→ What the exercise asks:
Within the material, how many of the lines include the word "dining"? State only that number.

→ Data for this exercise:
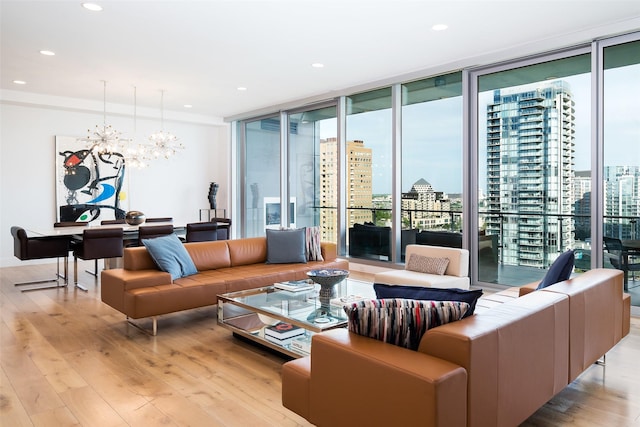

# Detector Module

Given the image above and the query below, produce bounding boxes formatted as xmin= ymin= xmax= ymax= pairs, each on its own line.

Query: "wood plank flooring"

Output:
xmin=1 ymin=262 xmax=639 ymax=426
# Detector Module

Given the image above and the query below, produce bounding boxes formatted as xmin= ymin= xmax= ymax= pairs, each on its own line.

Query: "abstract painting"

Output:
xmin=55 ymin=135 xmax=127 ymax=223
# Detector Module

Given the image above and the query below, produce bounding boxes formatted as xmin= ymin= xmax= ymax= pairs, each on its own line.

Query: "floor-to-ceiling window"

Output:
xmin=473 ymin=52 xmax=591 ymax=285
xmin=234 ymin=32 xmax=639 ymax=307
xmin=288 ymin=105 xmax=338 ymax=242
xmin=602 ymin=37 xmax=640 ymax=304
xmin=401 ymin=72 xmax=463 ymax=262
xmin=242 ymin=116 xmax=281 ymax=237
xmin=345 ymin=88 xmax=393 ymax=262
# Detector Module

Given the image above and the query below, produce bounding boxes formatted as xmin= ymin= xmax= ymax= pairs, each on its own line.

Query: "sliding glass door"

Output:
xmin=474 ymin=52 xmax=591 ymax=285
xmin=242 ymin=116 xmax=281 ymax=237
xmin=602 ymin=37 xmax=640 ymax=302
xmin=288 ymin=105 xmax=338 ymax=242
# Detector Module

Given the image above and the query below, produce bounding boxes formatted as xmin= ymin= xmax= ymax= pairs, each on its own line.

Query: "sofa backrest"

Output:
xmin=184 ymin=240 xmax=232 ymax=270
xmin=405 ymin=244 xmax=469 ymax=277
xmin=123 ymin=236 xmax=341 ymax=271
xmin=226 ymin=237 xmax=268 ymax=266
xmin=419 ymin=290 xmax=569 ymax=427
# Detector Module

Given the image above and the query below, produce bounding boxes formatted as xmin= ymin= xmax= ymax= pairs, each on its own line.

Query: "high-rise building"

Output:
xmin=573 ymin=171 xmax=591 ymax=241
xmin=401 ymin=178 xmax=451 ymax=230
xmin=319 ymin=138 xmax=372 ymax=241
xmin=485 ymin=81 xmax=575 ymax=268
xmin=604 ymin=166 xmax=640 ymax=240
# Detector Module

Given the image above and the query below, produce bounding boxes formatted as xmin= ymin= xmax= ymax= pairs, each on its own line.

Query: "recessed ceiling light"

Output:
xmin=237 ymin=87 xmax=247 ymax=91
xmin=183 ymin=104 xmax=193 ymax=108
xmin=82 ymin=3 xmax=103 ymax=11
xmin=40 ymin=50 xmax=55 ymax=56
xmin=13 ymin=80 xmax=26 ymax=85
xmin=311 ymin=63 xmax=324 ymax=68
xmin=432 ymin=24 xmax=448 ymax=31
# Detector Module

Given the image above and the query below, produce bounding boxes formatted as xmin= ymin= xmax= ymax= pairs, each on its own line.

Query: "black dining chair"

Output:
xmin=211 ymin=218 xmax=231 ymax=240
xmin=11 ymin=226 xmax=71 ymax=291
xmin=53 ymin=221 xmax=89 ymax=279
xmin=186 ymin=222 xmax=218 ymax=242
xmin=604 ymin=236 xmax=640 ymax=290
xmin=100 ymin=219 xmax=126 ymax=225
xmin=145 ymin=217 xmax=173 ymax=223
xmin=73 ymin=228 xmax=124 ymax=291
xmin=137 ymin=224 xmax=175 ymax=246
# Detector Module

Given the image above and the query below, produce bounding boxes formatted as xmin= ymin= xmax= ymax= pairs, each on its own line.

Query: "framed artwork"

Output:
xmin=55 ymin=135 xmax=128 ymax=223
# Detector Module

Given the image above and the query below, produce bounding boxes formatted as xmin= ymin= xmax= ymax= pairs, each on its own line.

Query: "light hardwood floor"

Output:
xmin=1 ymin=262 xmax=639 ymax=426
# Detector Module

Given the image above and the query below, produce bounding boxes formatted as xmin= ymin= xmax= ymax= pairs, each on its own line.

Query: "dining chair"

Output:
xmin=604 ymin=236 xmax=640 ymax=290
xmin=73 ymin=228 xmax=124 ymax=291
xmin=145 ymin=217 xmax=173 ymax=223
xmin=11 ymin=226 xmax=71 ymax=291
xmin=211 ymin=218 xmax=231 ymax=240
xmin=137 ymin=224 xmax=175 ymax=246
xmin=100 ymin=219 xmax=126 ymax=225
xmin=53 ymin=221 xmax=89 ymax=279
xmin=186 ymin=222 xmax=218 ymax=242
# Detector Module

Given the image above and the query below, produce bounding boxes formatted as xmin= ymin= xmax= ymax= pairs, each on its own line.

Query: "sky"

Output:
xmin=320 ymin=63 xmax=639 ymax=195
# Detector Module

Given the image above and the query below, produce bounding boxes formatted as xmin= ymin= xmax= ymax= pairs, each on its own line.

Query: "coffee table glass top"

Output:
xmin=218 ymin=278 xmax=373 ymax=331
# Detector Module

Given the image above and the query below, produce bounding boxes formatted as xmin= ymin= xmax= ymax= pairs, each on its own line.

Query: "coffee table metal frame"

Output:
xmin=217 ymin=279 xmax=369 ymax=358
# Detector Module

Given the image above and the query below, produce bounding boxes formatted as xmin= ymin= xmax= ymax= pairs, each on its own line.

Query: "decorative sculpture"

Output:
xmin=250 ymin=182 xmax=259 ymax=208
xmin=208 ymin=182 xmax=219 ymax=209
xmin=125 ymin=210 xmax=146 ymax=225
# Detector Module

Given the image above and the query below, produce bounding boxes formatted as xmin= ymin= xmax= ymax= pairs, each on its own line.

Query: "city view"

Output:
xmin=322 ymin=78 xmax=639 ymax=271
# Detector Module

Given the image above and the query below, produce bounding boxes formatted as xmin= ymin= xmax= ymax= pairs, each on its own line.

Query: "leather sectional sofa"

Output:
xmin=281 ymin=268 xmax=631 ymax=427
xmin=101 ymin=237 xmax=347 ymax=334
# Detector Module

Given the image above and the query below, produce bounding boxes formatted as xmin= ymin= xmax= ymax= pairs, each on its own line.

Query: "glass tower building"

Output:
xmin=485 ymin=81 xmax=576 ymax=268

==

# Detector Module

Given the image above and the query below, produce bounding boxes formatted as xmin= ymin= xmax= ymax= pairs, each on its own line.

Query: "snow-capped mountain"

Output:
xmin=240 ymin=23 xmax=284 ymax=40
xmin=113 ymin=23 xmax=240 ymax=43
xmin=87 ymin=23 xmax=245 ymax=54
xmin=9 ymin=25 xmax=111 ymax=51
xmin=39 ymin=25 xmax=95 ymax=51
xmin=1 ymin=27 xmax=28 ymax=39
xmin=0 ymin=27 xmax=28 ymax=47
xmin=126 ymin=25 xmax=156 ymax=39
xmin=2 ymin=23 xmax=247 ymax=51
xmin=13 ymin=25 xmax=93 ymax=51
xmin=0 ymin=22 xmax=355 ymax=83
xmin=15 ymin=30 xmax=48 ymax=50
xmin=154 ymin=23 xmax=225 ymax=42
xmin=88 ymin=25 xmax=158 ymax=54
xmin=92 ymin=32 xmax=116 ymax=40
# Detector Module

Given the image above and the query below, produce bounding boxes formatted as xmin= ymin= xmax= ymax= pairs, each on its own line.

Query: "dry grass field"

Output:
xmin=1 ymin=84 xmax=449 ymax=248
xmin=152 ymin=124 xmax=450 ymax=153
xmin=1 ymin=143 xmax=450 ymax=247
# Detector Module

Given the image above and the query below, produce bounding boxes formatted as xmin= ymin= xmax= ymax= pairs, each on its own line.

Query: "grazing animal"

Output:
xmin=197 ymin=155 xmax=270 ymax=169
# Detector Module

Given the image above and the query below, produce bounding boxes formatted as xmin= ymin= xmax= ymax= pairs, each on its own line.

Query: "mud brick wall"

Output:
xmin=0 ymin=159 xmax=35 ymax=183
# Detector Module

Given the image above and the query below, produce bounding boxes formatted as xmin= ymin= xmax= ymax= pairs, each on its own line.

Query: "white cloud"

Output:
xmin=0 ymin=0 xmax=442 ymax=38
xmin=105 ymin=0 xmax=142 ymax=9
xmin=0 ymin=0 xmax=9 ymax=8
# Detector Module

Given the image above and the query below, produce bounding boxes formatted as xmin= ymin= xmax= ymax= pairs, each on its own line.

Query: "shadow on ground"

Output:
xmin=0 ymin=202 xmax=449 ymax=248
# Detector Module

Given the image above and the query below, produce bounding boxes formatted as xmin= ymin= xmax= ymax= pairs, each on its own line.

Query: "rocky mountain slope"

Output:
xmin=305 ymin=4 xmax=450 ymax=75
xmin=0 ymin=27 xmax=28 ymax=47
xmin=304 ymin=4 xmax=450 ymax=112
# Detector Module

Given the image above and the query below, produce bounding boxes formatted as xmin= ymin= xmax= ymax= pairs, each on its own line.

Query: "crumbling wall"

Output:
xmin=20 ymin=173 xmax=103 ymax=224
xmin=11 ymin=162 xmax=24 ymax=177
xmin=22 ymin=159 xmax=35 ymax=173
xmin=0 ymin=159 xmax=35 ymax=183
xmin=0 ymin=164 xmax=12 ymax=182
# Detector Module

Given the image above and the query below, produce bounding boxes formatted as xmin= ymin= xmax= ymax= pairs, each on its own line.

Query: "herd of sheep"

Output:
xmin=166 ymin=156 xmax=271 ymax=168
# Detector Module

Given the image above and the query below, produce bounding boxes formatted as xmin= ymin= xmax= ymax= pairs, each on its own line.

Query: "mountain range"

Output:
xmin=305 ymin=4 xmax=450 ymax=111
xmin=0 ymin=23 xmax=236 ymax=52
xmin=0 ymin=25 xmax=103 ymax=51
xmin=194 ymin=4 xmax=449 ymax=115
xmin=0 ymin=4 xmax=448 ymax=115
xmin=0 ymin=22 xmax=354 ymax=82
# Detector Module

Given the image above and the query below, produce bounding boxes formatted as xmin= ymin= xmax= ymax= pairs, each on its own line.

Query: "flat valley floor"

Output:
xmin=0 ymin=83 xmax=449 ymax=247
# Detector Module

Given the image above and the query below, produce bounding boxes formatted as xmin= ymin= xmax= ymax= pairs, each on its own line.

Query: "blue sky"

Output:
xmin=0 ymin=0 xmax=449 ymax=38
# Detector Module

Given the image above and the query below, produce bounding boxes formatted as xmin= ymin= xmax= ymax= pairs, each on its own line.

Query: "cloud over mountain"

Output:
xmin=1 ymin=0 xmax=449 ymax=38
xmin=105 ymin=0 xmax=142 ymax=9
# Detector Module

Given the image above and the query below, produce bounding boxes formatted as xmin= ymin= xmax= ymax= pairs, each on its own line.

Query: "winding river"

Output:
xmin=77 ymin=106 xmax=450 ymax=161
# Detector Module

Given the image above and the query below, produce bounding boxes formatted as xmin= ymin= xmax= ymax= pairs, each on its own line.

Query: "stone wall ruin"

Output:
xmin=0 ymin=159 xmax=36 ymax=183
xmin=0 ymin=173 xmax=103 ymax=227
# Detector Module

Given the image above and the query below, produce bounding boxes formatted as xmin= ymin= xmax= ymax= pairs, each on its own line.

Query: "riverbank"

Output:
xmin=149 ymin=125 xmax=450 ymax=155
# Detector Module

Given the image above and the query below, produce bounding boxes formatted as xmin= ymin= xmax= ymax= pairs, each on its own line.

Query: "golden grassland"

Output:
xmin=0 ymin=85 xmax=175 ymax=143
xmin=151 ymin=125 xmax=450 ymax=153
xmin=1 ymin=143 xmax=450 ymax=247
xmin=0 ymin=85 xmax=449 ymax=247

→ Written answer:
2